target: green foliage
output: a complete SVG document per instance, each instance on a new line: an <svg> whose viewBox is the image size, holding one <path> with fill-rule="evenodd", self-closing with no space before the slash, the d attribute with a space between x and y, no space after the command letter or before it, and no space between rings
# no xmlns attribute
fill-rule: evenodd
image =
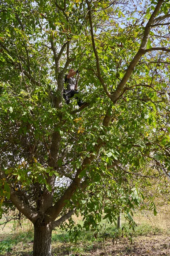
<svg viewBox="0 0 170 256"><path fill-rule="evenodd" d="M166 25L149 26L147 50L120 87L157 2L139 11L131 3L122 9L93 2L92 38L86 1L1 2L0 216L13 207L12 192L47 218L44 209L55 204L62 206L60 217L75 207L83 226L71 219L63 227L76 240L82 229L99 230L103 214L116 224L121 212L134 231L134 209L156 215L158 198L170 193ZM169 5L162 3L158 16ZM62 96L69 65L80 71L79 90L89 105L82 110ZM105 86L111 96L119 88L116 103Z"/></svg>

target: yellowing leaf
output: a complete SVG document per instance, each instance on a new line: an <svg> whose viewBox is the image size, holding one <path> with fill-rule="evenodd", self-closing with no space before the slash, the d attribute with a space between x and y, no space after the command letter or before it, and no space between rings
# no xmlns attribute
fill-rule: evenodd
<svg viewBox="0 0 170 256"><path fill-rule="evenodd" d="M37 161L36 158L35 158L35 157L33 157L33 158L34 158L34 160L35 163L37 163Z"/></svg>

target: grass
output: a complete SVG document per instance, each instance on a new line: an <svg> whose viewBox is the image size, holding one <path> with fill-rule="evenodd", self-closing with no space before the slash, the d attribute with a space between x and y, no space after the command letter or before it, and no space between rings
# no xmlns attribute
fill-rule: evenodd
<svg viewBox="0 0 170 256"><path fill-rule="evenodd" d="M124 235L127 237L162 235L169 236L170 209L167 209L167 212L160 212L156 216L151 214L148 214L147 217L141 213L135 214L135 219L138 226L134 232L128 229L128 224L125 223L123 219L123 225L127 229L127 232ZM82 222L81 218L76 218L75 220L77 223ZM11 255L14 256L32 255L33 227L28 221L23 223L22 226L21 230L16 224L15 226L14 223L11 222L3 230L0 230L0 256L7 255L6 253L8 252L12 253L12 254ZM99 249L103 245L103 242L109 239L116 242L121 238L122 231L118 232L113 225L108 224L105 228L105 221L102 224L99 232L96 234L96 238L94 236L94 232L83 230L76 244L71 242L71 238L68 233L54 231L52 236L53 255L84 255L93 250Z"/></svg>

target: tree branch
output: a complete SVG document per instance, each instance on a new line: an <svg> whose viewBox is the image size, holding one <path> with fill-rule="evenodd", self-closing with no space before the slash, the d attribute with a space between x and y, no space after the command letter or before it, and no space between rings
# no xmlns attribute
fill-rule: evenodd
<svg viewBox="0 0 170 256"><path fill-rule="evenodd" d="M151 48L149 49L146 49L144 50L144 53L148 52L152 52L153 51L163 51L164 52L170 52L170 48L167 49L164 47L156 47L154 48Z"/></svg>
<svg viewBox="0 0 170 256"><path fill-rule="evenodd" d="M161 16L159 16L157 18L155 19L154 20L154 23L158 22L159 21L161 21L161 20L164 20L165 19L167 19L167 18L169 18L170 17L170 14L166 14L166 15L163 15Z"/></svg>
<svg viewBox="0 0 170 256"><path fill-rule="evenodd" d="M108 87L107 85L105 84L104 80L101 75L100 72L100 64L99 62L99 58L98 54L97 51L96 50L95 45L95 42L94 40L94 33L93 32L93 27L92 24L92 18L91 16L91 5L90 3L88 0L86 0L86 3L88 5L88 17L89 19L90 25L90 30L91 33L91 41L92 42L92 45L93 48L93 50L95 55L96 60L96 66L97 69L97 77L99 79L99 81L102 84L104 90L106 93L106 95L110 98L110 93L108 89Z"/></svg>
<svg viewBox="0 0 170 256"><path fill-rule="evenodd" d="M73 214L74 214L75 212L76 211L76 209L74 208L73 210L71 211L70 211L68 212L66 214L62 216L59 219L56 221L54 222L54 223L53 225L52 229L54 229L56 227L58 227L61 224L62 224L63 222L67 220L68 220L69 218L70 218Z"/></svg>
<svg viewBox="0 0 170 256"><path fill-rule="evenodd" d="M119 98L119 95L125 86L125 85L129 79L130 77L134 70L135 67L139 61L141 57L145 53L145 50L147 47L150 31L150 26L153 23L154 18L156 15L159 13L161 6L163 2L162 0L159 0L158 3L151 15L144 29L144 35L139 49L135 55L135 57L130 62L126 70L124 77L117 87L116 89L112 94L110 99L114 103L116 103Z"/></svg>
<svg viewBox="0 0 170 256"><path fill-rule="evenodd" d="M0 177L1 178L5 179L8 181L8 179L4 172L0 167ZM33 224L35 222L38 217L38 214L34 212L30 207L28 207L20 200L17 195L16 192L14 190L12 187L10 186L10 200L18 210L21 212L26 217L29 219Z"/></svg>
<svg viewBox="0 0 170 256"><path fill-rule="evenodd" d="M151 25L150 27L153 27L154 26L164 26L164 25L169 25L170 22L167 22L167 23L156 23L156 24L154 24L153 25Z"/></svg>

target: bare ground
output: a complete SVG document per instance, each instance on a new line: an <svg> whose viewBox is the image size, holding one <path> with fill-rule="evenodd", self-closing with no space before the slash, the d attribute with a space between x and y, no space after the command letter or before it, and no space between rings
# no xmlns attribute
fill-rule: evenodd
<svg viewBox="0 0 170 256"><path fill-rule="evenodd" d="M77 244L79 248L81 246ZM62 244L54 252L56 256L170 256L170 238L164 236L140 236L135 238L132 244L126 239L122 239L115 244L108 240L105 241L105 246L103 243L95 244L90 251L82 253L73 252L71 247Z"/></svg>
<svg viewBox="0 0 170 256"><path fill-rule="evenodd" d="M84 245L68 243L53 244L53 256L170 256L170 238L165 236L139 236L134 238L131 244L125 238L113 244L111 240L94 243L91 247ZM0 256L31 256L32 243L22 243L14 247L12 251ZM83 252L81 248L83 247ZM77 250L76 250L77 248Z"/></svg>

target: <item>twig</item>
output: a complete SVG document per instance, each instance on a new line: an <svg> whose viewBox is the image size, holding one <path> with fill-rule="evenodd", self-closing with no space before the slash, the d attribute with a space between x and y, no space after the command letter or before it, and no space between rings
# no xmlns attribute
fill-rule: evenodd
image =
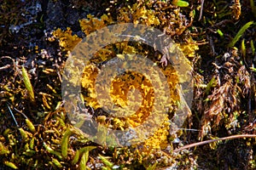
<svg viewBox="0 0 256 170"><path fill-rule="evenodd" d="M8 107L8 109L9 109L9 112L10 112L12 117L13 117L13 119L15 120L15 122L16 126L19 128L19 124L18 124L18 122L17 122L17 121L16 121L16 119L15 119L15 116L13 114L12 110L9 108L9 105L7 105L7 107Z"/></svg>
<svg viewBox="0 0 256 170"><path fill-rule="evenodd" d="M204 2L205 2L205 0L201 0L201 9L200 9L200 16L199 16L198 20L201 20L201 16L202 16L202 10L203 10L203 8L204 8Z"/></svg>
<svg viewBox="0 0 256 170"><path fill-rule="evenodd" d="M187 145L184 145L183 147L174 150L173 152L178 152L183 150L186 150L186 149L192 148L195 146L199 146L199 145L205 144L209 144L212 142L216 142L218 140L228 140L228 139L240 139L240 138L256 138L256 134L238 134L238 135L220 138L220 139L211 139L211 140L206 140L206 141L202 141L202 142L189 144L187 144Z"/></svg>
<svg viewBox="0 0 256 170"><path fill-rule="evenodd" d="M10 65L6 65L4 66L0 67L0 71L4 70L4 69L8 69L10 67Z"/></svg>

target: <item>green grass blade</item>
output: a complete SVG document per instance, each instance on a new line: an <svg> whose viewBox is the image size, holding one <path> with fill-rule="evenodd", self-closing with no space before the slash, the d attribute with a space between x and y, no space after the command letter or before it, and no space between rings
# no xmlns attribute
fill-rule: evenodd
<svg viewBox="0 0 256 170"><path fill-rule="evenodd" d="M253 24L253 21L247 22L246 25L244 25L237 32L232 42L230 43L230 47L234 47L236 42L240 39L240 37L242 36L242 34L245 32L245 31L250 27L250 26Z"/></svg>
<svg viewBox="0 0 256 170"><path fill-rule="evenodd" d="M31 99L32 102L35 102L33 88L31 84L30 79L28 77L26 70L24 68L24 66L22 66L21 71L22 71L23 82L24 82L25 87L28 92L29 99Z"/></svg>

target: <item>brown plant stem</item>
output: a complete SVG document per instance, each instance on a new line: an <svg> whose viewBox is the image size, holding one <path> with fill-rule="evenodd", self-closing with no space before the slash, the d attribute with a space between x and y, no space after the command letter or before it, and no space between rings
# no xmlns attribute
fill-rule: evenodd
<svg viewBox="0 0 256 170"><path fill-rule="evenodd" d="M218 140L228 140L228 139L240 139L240 138L256 138L256 134L238 134L238 135L232 135L232 136L216 139L211 139L211 140L206 140L206 141L202 141L202 142L197 142L197 143L189 144L184 145L183 147L175 149L173 150L173 152L178 152L178 151L181 151L183 150L186 150L186 149L192 148L192 147L195 147L195 146L199 146L199 145L205 144L210 144L212 142L215 142L215 141L218 141Z"/></svg>

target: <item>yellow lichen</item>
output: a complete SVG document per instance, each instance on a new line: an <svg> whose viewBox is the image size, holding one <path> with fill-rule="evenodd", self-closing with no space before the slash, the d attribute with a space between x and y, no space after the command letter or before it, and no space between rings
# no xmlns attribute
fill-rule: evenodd
<svg viewBox="0 0 256 170"><path fill-rule="evenodd" d="M71 51L82 40L77 35L72 35L72 31L69 27L66 31L61 31L60 28L53 31L53 36L57 38L60 46L67 51Z"/></svg>

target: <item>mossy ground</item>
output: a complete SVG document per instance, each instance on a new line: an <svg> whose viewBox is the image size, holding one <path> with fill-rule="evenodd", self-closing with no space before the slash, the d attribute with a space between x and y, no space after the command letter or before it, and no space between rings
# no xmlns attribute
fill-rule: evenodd
<svg viewBox="0 0 256 170"><path fill-rule="evenodd" d="M187 1L188 7L177 7L178 1L166 2L1 2L0 169L256 168L253 138L172 151L201 140L255 134L255 23L234 42L241 28L255 20L255 1ZM61 76L68 50L91 31L117 21L166 31L194 69L192 114L183 125L187 130L171 135L166 125L145 142L155 148L112 148L92 143L73 129L63 109ZM115 44L117 48L143 54L143 48L154 56L152 48L140 44ZM91 63L111 56L102 54ZM151 59L160 67L160 57ZM24 83L22 66L34 101ZM110 120L100 108L87 109L104 125ZM125 126L124 120L123 124L113 122L119 128ZM175 138L180 143L173 143Z"/></svg>

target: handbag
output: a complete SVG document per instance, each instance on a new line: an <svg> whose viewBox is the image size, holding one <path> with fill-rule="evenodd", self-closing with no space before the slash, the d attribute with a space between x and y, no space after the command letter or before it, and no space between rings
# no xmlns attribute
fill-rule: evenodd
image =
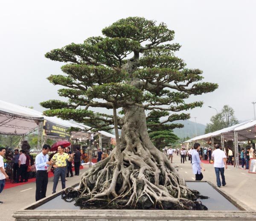
<svg viewBox="0 0 256 221"><path fill-rule="evenodd" d="M31 166L29 164L28 166L28 169L27 169L27 172L30 172L30 171L31 171L32 170L31 169Z"/></svg>

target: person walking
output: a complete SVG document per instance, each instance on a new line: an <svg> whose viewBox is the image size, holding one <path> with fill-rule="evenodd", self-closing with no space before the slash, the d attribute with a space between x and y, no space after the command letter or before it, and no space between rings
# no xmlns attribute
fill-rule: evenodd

-*-

## What is needed
Copy the material again line for line, from the line with "target: <item>green grass blade</item>" up to and including the line with "99L32 102L35 102L33".

## Solution for this problem
target: <item>green grass blade</item>
output: a complete SVG document per instance, each instance on a new line: an <svg> whose viewBox is the image size, holding one <path> with fill-rule="evenodd", self-closing with no space before the slash, the d attribute with a space between x and y, no space after the command letter or before it, and no space between rings
# no xmlns attribute
fill-rule: evenodd
<svg viewBox="0 0 256 170"><path fill-rule="evenodd" d="M253 24L253 21L247 22L246 25L244 25L237 32L232 42L230 43L230 47L234 47L236 42L240 39L240 37L242 36L242 34L245 32L245 31L250 27L250 26Z"/></svg>
<svg viewBox="0 0 256 170"><path fill-rule="evenodd" d="M31 99L32 102L35 102L33 88L31 84L30 79L28 77L26 70L24 68L24 66L22 66L21 71L22 71L23 82L24 82L25 87L28 92L29 99Z"/></svg>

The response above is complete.